• **Instructions for the task**:
Format the data below as a JSON list of strings with one string for each line, leaving out blank lines and the pictures.

• **Input material**:
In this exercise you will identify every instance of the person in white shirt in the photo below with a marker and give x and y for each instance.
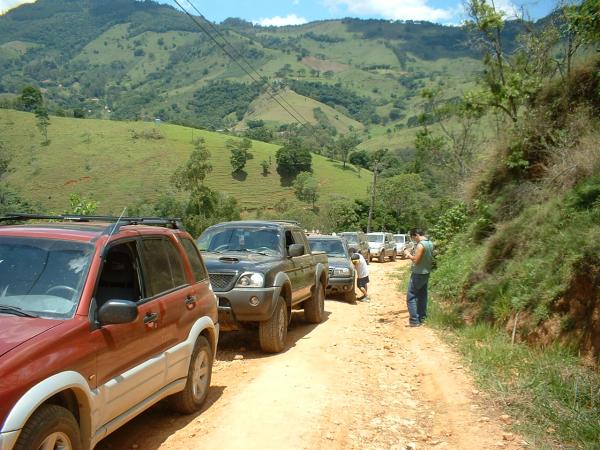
(362, 272)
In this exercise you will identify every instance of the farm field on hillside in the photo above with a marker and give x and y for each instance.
(104, 161)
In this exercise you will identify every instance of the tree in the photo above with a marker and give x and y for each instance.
(81, 206)
(306, 188)
(376, 161)
(240, 153)
(509, 80)
(31, 98)
(265, 166)
(204, 206)
(190, 177)
(43, 121)
(344, 145)
(293, 158)
(406, 197)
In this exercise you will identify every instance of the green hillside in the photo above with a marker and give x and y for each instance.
(129, 60)
(119, 164)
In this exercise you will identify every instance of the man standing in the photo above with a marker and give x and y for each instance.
(416, 297)
(362, 272)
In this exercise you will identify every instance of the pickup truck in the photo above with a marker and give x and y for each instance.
(260, 271)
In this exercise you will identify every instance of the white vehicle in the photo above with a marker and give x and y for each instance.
(403, 242)
(381, 246)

• **Problem solution**:
[
  "In this exercise you will identify every instance of the person in white shirt in the photo below with a marker and give x and y for each instance.",
  "(362, 272)",
  "In this exercise you will identify every instance of the farm field on hillside in the photo above with a marker and give x and y for each instance.",
  "(104, 161)",
  "In this exercise you will identify every instance of the tree in the photo above with a marker and give x and y for each instance.",
  "(81, 206)",
  "(306, 188)",
  "(376, 161)",
  "(240, 153)",
  "(509, 80)",
  "(31, 98)",
  "(265, 166)",
  "(204, 206)",
  "(190, 177)",
  "(43, 121)",
  "(344, 145)",
  "(293, 158)",
  "(406, 197)",
  "In this exercise you will identify every instance of the green hillside in the photo above with a marker and give x and y for each instance.",
  "(129, 60)",
  "(119, 164)",
  "In this exercise you will identify every instance of the man standing in the photo above with a marker and give x and y for each instance.",
  "(416, 297)",
  "(362, 272)",
  "In this exercise you will identify every instance of the pickup truck in the photo above with a marker and give x and y for each instance.",
  "(260, 271)",
  "In this exercise you will identify every instance of the white vehicle in the photo above with a marker and give x and y for each instance.",
  "(403, 242)",
  "(381, 246)"
]